## Written request 1
In the rows, from the line containing "of the sepia" through the end of the rows, swap "junction survey" for "street study" and leave everything else as it is. Give back only those lines, without the pictures.

## Document passage
As it was suspected that the town commandant of Landsberg had fled in panic, and that Soviet infantry could infiltrate the town by bypassing us, I decided after consultation with my neighbour and the SS-sergeant-major to withdraw [to] preserve lives and fighting ability…the untrained recruits would also be spared possible house-to-house fighting at night and Landsberg bypassed to the north. This succeeded during the night in deep snow on field and woodland tracks without enemy interference. Clemens’s unit also used the same route to evacuate its position. For the heavy weapons, especially the mechanically incapacitated Königstiger and the recovery vehicles, the only route was by road through Landsberg, if necessary fighting through. The SS, flak and Hetzer crews therefore combined and arranged a rendezvous for the next day between Landsberg and Vietz.
On the morning of the 31st January my unit rejoined the Königstiger SS-sergeant-major about 4 kilometres west of Landsberg in the Wepritz area. As we were still without a superior command or orders, I had us retreat westwards.
Beyond Dühringshof I was met by a car with a general, who received my report. He did not introduce himself, nor did he name his formation. He ordered me to deploy left of the road to Diedersdorf. My left-hand neighbour would be Second-Lieutenant Clemens’s unit.[11]
Sergeant Horst Wewetzer was also involved in the withdrawal along Reichsstrasse 1 to Küstrin, as he relates:
On the 28th January 1945, my birthday, we were deployed on the northern exit from Kreuz in artillery support of Infantry Battalion ‘Schulz’. As we were about to fire our guns at about 0600 hours, the sentry reported to me that the infantry had already withdrawn. That seemed unbelievable to me, as there had still not been any enemy movement. I thought that they had perhaps seen runners, food carriers and wounded. The sentry was convinced, however, and as it appeared, he was correct.
We opened fire without having any infantry protection in front of us and without having been told of this withdrawal. Naturally the Russians fired back and we had one man wounded.
When the tanks rolled through the rows of houses on the parallel street, we could only beat a hasty retreat. We got away from the Russians, crossed a still intact bridge over the Drage and reached Dragebruch, which consisted of only a few houses. Our vehicles stood on the roadway, while the soldiers looked in the houses for something to eat, but the civilian inhabitants had gone, taking all their food with them.

## Written request 2
Repeat word for word the stretch of the retreat account from "We opened fire" through "one man wounded.".

(Pointing entries for labeled objects)
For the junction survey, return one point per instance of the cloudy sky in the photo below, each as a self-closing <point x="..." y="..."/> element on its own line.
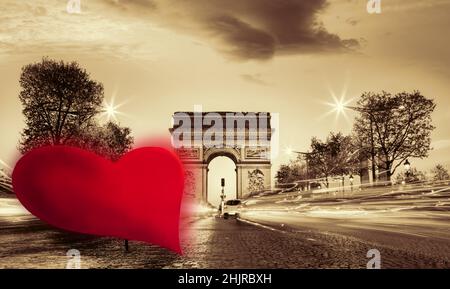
<point x="284" y="56"/>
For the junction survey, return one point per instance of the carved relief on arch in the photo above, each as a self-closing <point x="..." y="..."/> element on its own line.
<point x="232" y="153"/>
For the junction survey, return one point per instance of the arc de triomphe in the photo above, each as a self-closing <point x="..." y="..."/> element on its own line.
<point x="244" y="137"/>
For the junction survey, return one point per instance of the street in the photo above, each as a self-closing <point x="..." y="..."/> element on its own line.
<point x="216" y="243"/>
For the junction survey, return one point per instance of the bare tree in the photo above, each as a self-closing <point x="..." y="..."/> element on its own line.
<point x="400" y="126"/>
<point x="331" y="157"/>
<point x="60" y="104"/>
<point x="440" y="173"/>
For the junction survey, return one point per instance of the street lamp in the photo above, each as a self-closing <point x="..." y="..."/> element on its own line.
<point x="351" y="182"/>
<point x="222" y="196"/>
<point x="289" y="151"/>
<point x="407" y="167"/>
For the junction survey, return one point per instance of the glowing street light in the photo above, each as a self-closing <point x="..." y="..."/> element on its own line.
<point x="110" y="110"/>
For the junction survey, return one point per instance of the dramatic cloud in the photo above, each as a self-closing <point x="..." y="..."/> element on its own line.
<point x="250" y="29"/>
<point x="254" y="78"/>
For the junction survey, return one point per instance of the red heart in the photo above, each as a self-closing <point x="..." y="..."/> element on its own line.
<point x="136" y="198"/>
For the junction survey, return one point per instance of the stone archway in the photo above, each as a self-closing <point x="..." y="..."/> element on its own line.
<point x="196" y="155"/>
<point x="212" y="153"/>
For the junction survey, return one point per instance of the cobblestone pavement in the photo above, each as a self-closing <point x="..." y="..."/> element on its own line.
<point x="215" y="243"/>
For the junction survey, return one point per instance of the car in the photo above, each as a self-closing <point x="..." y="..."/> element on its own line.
<point x="232" y="208"/>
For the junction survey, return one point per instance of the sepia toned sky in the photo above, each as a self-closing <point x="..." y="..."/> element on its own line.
<point x="156" y="57"/>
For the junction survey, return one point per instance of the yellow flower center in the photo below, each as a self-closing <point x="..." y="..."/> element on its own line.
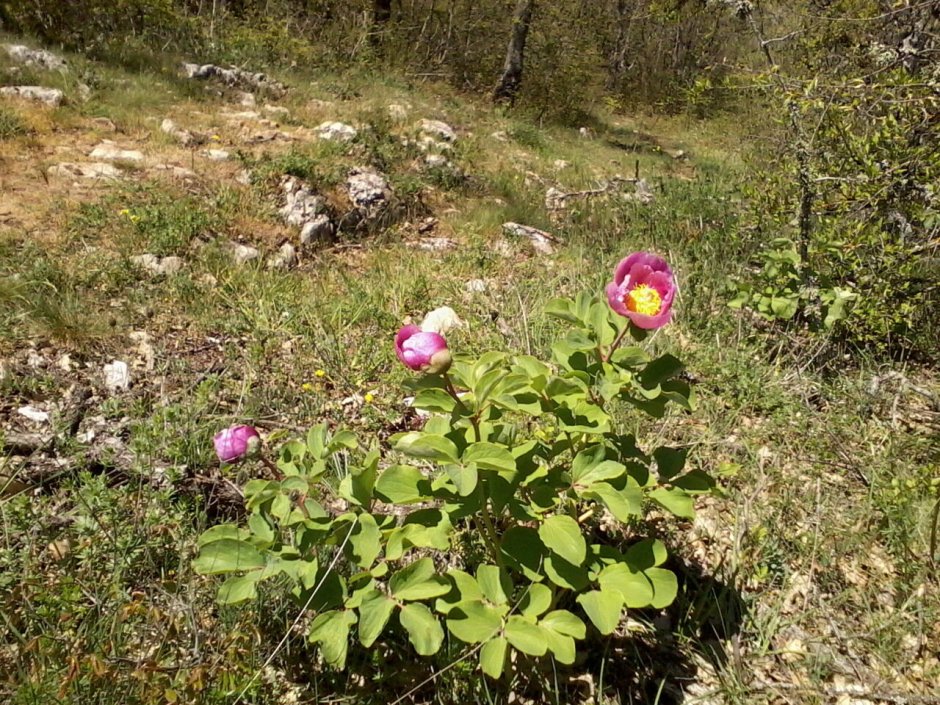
<point x="644" y="299"/>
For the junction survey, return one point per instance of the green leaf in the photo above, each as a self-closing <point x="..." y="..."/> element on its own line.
<point x="623" y="504"/>
<point x="424" y="630"/>
<point x="493" y="657"/>
<point x="564" y="622"/>
<point x="635" y="589"/>
<point x="428" y="446"/>
<point x="537" y="599"/>
<point x="563" y="309"/>
<point x="374" y="613"/>
<point x="435" y="401"/>
<point x="227" y="556"/>
<point x="565" y="574"/>
<point x="674" y="500"/>
<point x="465" y="477"/>
<point x="239" y="588"/>
<point x="403" y="484"/>
<point x="474" y="622"/>
<point x="330" y="630"/>
<point x="525" y="636"/>
<point x="630" y="356"/>
<point x="494" y="583"/>
<point x="561" y="534"/>
<point x="418" y="581"/>
<point x="607" y="470"/>
<point x="490" y="456"/>
<point x="603" y="608"/>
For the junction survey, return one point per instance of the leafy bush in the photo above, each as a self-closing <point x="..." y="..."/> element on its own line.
<point x="873" y="235"/>
<point x="497" y="522"/>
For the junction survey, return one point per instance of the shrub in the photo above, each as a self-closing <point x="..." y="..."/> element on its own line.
<point x="497" y="521"/>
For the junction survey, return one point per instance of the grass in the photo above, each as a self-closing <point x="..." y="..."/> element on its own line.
<point x="811" y="569"/>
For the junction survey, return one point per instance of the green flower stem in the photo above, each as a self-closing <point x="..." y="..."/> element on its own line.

## Exercise response 1
For the street study, return one point per instance of the sepia toned sky in the photo above, each as a self-closing <point x="..." y="..."/> element on its own line.
<point x="156" y="57"/>
For the street study, return one point per instance of the yellow flower center in the photo below, each as a self-closing <point x="..." y="..."/> element on its own line.
<point x="644" y="299"/>
For the street study, return one point per instance of the green leaf in the photo above, each as a self-closing <point x="..." y="..."/> element on its own line.
<point x="623" y="504"/>
<point x="424" y="630"/>
<point x="493" y="657"/>
<point x="564" y="622"/>
<point x="635" y="589"/>
<point x="428" y="446"/>
<point x="537" y="599"/>
<point x="563" y="309"/>
<point x="374" y="613"/>
<point x="435" y="401"/>
<point x="227" y="556"/>
<point x="565" y="574"/>
<point x="674" y="500"/>
<point x="465" y="477"/>
<point x="239" y="588"/>
<point x="403" y="484"/>
<point x="474" y="622"/>
<point x="330" y="630"/>
<point x="525" y="636"/>
<point x="630" y="356"/>
<point x="494" y="583"/>
<point x="561" y="534"/>
<point x="418" y="581"/>
<point x="607" y="470"/>
<point x="490" y="456"/>
<point x="603" y="608"/>
For the street study, return one point per instance of the leafy bush in the photo above, each as a self-closing <point x="..." y="..."/> element on its own line.
<point x="873" y="235"/>
<point x="497" y="522"/>
For the street study, return one point per instance of the shrub in the photo above, each as a self-closing <point x="..." y="..."/> element on its own line.
<point x="497" y="521"/>
For the street study, return one point per instance of the grass in the photo above, each as a self-closing <point x="..." y="..."/> element on its own line.
<point x="811" y="569"/>
For the street study, return one point per instance of the green flower stem in the photo above, each as a self-closing <point x="..." y="..."/> element on its own line.

## Exercise response 2
We opened fire without having any infantry protection in front of us and without having been told of this withdrawal. Naturally the Russians fired back and we had one man wounded.